IF sex is about "marital vows" and your problem is about "your" sex llife THEN and IMO marriage is a fake and also would be sex even if frequent.
A sexless relationship is also a loveless one if not also based in mutual desire.


----------



## ElOtro (Apr 4, 2021)

marko polo said:


> Cheating is cheating regardless the circumstances.


THIS


----------



## ElOtro (Apr 4, 2021)

OP
You both were wrong in choosing each other.
Fix the choice and (both) learn to do it better.
In any case, do not cheat.


----------



## Casual Observer (Sep 13, 2012)

D0nnivain said:


> Non-existent. She was a virgin & was brought up to believe sex was bad.


We only know her claims that she was a virgin prior to marriage. OP says she did have a history with guys trying to have hook-ups with her, which she fought off. So she says. Imagine a guilt-ridden person, someone who'd gone secretly against their beliefs and engaged in sex and felt that what they'd been taught was that they'd ruined themselves for marriage because of it. So instead they pretend it never happened, perhaps believing that everything will be fine once married, but instead every sexual act brings back the need to repress what had gone on before. Sex becomes the enemy, something to be avoided at all costs, a reminder of things gone wrong.

Do this:
In the forum thread, what does ElOtro tell the OP not to do in any case?

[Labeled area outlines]
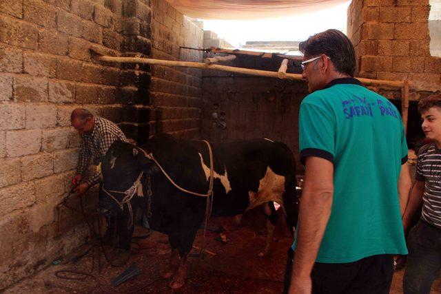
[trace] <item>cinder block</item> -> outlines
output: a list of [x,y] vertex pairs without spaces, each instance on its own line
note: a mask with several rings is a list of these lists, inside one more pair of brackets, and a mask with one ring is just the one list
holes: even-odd
[[55,55],[68,54],[69,39],[67,36],[50,30],[40,30],[39,50]]
[[48,55],[33,52],[23,53],[24,72],[31,76],[55,77],[57,60]]
[[69,10],[70,8],[70,0],[43,0],[45,2],[53,5],[65,10]]
[[0,42],[36,50],[39,37],[35,25],[0,16]]
[[36,180],[35,196],[37,202],[46,202],[48,200],[59,198],[64,193],[64,174],[54,174]]
[[26,129],[41,129],[55,127],[57,106],[52,104],[26,105]]
[[103,67],[90,63],[83,63],[81,66],[81,81],[84,83],[101,83]]
[[49,101],[71,103],[75,101],[75,83],[61,81],[49,81]]
[[393,39],[393,23],[363,23],[362,39]]
[[424,57],[393,57],[395,72],[424,72]]
[[440,74],[409,74],[412,81],[412,87],[420,91],[436,92],[440,90]]
[[429,6],[413,7],[411,21],[415,23],[426,23],[429,19]]
[[70,114],[78,107],[78,106],[65,106],[61,105],[57,107],[57,123],[61,127],[70,126]]
[[104,28],[113,28],[113,14],[104,7],[99,5],[95,5],[94,21]]
[[54,171],[60,173],[73,169],[78,163],[78,150],[70,149],[54,153]]
[[52,154],[43,153],[21,158],[21,178],[31,180],[54,174],[54,158]]
[[83,38],[98,44],[103,43],[103,28],[95,23],[83,21]]
[[23,1],[0,0],[0,11],[19,19],[23,18]]
[[57,62],[57,78],[61,80],[79,81],[82,78],[81,61],[61,58]]
[[14,98],[20,102],[48,101],[48,79],[25,75],[14,77]]
[[94,4],[86,0],[72,0],[70,11],[72,13],[90,21],[94,17]]
[[426,57],[424,59],[424,72],[441,74],[441,58]]
[[397,40],[428,40],[427,23],[397,23],[395,25],[395,39]]
[[24,104],[0,104],[0,129],[18,129],[24,128]]
[[12,74],[0,73],[0,101],[8,101],[13,98],[13,83]]
[[429,56],[431,54],[429,46],[429,42],[411,41],[409,55],[415,56]]
[[122,42],[123,38],[121,34],[110,29],[103,30],[103,45],[105,46],[119,51]]
[[57,15],[57,28],[61,32],[81,37],[83,35],[83,22],[79,17],[63,10]]
[[20,158],[0,159],[0,188],[21,181]]
[[429,0],[396,0],[396,2],[398,6],[427,6],[429,3]]
[[70,128],[43,130],[42,150],[52,152],[69,147]]
[[380,40],[378,41],[378,54],[380,55],[407,56],[409,50],[408,41]]
[[96,85],[76,83],[75,84],[75,102],[79,104],[92,104],[98,103],[98,89]]
[[119,85],[119,73],[118,68],[104,67],[103,67],[102,82],[105,85],[116,86]]
[[69,38],[69,56],[74,59],[90,61],[90,43],[82,39]]
[[409,7],[380,8],[380,21],[382,23],[404,23],[411,21],[412,10]]
[[37,0],[23,1],[23,19],[36,25],[55,28],[57,11],[51,6]]
[[0,158],[6,156],[6,132],[0,131]]
[[32,182],[0,189],[0,207],[4,214],[23,209],[34,203],[35,203],[35,187]]
[[22,51],[13,47],[0,45],[0,72],[20,73],[22,67]]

Task solution:
Cheat.